WHAT YOU WILL DO: Could every line of the data be printed exactly as it reads?

PROVIDED ENTRIES:
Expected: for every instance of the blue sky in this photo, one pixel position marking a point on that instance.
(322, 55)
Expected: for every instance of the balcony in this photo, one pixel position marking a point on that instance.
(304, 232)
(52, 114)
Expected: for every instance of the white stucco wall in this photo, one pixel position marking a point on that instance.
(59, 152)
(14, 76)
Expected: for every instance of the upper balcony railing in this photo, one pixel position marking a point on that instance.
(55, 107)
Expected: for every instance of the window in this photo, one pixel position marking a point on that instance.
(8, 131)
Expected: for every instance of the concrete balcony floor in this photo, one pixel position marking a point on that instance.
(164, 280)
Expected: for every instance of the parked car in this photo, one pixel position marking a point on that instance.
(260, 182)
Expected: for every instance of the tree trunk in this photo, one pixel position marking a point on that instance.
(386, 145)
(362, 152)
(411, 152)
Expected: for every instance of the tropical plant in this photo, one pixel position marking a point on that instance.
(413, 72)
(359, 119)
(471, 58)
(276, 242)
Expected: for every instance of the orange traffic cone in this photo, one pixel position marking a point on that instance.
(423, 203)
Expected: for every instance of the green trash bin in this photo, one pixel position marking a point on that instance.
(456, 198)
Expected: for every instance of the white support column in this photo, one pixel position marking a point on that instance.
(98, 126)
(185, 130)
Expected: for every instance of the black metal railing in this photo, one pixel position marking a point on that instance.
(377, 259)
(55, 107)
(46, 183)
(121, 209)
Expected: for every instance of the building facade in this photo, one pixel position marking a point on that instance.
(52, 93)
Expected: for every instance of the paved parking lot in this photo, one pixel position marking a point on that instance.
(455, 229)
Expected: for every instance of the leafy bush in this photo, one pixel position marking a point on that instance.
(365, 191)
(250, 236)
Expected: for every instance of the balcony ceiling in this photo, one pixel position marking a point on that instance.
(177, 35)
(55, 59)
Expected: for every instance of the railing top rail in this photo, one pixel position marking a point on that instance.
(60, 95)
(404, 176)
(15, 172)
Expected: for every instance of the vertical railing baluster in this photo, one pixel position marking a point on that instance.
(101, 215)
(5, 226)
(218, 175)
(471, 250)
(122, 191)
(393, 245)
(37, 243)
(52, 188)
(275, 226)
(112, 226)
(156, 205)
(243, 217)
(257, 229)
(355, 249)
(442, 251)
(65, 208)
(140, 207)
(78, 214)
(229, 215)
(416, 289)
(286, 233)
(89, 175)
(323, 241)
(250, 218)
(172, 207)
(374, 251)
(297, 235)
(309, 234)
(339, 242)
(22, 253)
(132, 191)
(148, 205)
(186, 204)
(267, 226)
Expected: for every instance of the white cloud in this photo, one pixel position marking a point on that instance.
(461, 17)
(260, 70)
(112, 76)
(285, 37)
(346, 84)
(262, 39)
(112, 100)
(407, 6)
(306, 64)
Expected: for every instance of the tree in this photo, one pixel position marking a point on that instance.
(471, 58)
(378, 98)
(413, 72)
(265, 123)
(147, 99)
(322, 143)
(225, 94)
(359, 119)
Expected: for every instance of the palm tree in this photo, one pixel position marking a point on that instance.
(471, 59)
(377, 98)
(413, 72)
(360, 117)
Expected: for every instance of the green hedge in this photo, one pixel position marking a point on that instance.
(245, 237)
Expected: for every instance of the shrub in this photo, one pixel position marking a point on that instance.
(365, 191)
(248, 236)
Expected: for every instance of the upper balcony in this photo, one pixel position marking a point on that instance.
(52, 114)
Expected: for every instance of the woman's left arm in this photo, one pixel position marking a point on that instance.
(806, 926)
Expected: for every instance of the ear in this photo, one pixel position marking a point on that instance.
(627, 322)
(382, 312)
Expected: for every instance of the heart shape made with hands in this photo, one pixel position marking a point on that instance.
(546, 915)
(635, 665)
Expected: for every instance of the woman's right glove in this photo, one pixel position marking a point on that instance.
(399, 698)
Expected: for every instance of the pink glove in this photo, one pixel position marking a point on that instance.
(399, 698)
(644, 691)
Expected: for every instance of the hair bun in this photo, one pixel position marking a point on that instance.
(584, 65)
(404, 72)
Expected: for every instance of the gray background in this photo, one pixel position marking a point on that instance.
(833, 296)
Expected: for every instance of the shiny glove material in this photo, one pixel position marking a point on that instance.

FULL OUTPUT:
Expected: for every instance of the blue sky in this photo, one pixel position marking a point on that instance.
(322, 55)
Expected: for every instance of the balcony in this photo, one pixel position marking a point on that instance.
(304, 232)
(52, 114)
Expected: for every instance of the white stucco wall in this photo, one pixel position marking a point on that instance.
(59, 152)
(14, 76)
Expected: for every instance of the upper balcony railing in this photo, one pixel position marking a point on that instance.
(55, 107)
Expected: for every instance of the window in this photo, one pixel position marking a point on that instance.
(8, 131)
Expected: for every instance of the concrete balcony floor in this photo, one pixel position marking a point on that instance.
(164, 280)
Expected: for every instance of the parked car in this photo, one pixel position marking a point on that instance.
(260, 182)
Expected: for every instance of the tree trunk in this photo, one pixel position marking a point on that instance.
(386, 145)
(362, 152)
(411, 152)
Expected: for every instance of the tropical plant in this photo, one pixel position marking a point on that instance.
(413, 72)
(359, 119)
(471, 58)
(276, 242)
Expected: for every instance of the orange traffic cone in this photo, one pixel position marking a point on that instance.
(423, 203)
Expected: for every instance of the green trash bin in this photo, one pixel position marking a point on that instance.
(456, 198)
Expected: for every instance of the white support column in this photo, one pixel position marking a point on that instance.
(98, 126)
(185, 130)
Expected: for every instance of the black metal railing in this photo, one pixel position marking a point on that instance.
(377, 259)
(55, 107)
(46, 183)
(121, 209)
Expected: for every instance of the building facade in this photo, one pixel position marking a point on that instance.
(52, 93)
Expected: for every instance of the paved parking lot in this photo, one pixel position marking a point on that instance.
(455, 229)
Expected: for every instance of the leafy bush in this photo, one pixel position marking a point on that instance.
(365, 191)
(250, 236)
Expected: for every instance of the balcony ceiling in this photo, one pixel position marking a point on that instance.
(177, 35)
(55, 59)
Expected: for every instance of the railing top rail in this photo, one pixel position marking a point on that instance.
(60, 95)
(404, 176)
(15, 172)
Expected: for every instance of the vertical railing baluster in this photo, one pixel position marking a point on that instance.
(101, 215)
(5, 226)
(218, 175)
(471, 250)
(122, 191)
(393, 245)
(37, 243)
(52, 188)
(275, 226)
(112, 226)
(156, 205)
(243, 217)
(257, 229)
(355, 249)
(442, 251)
(65, 208)
(140, 207)
(78, 214)
(229, 215)
(416, 289)
(286, 233)
(89, 175)
(323, 241)
(250, 218)
(172, 207)
(374, 251)
(297, 235)
(309, 234)
(339, 242)
(22, 253)
(132, 191)
(148, 205)
(186, 204)
(267, 226)
Expected: for every instance of the white cloud in this photo, one pixel position marking a point on that instance.
(461, 17)
(260, 70)
(112, 76)
(285, 37)
(346, 84)
(262, 39)
(112, 100)
(407, 6)
(306, 64)
Expected: for every instance of the tree in this photo, one pixel position marking a point on that instance.
(471, 58)
(378, 98)
(413, 72)
(265, 123)
(147, 99)
(322, 143)
(225, 94)
(359, 119)
Expected: for every instance of the palm tree in this photo, one pixel position marking a point on that instance.
(471, 59)
(377, 98)
(413, 72)
(360, 117)
Expected: for every instance of the green hedge in this photo, one pixel position marking a point on that instance.
(245, 237)
Expected: for every instance of the shrub in this photo, one pixel position marking a point on that instance.
(365, 191)
(248, 236)
Expected: for every instance of the upper balcony in this photo, one pixel position marking a point on that instance.
(52, 114)
Expected: for every instance of the woman's left arm in this photo, one pixel position marking a point on that instance.
(806, 926)
Expected: for every instance of the ear in this photo, one pixel position marking a point on that instance.
(627, 322)
(382, 312)
Expected: for every instance of the heart shape made with hands in this photo, one pixel position marking a point on that instance.
(546, 915)
(635, 665)
Expected: for every instance of the woman's right glove in this photo, one pixel position marking a point on that instance.
(399, 698)
Expected: for every instance of the pink glove in this photo, one pixel position marking a point on that instance.
(399, 698)
(644, 691)
Expected: for every instance of the hair bun in this photo, one pixel position marking a point on that instance.
(584, 65)
(404, 72)
Expected: for every instance of the gray background in this photo, one pixel position marking a point on that instance.
(833, 296)
Expected: for every instance of the shiny glove material in this photo, one pixel position marking a point on that instance.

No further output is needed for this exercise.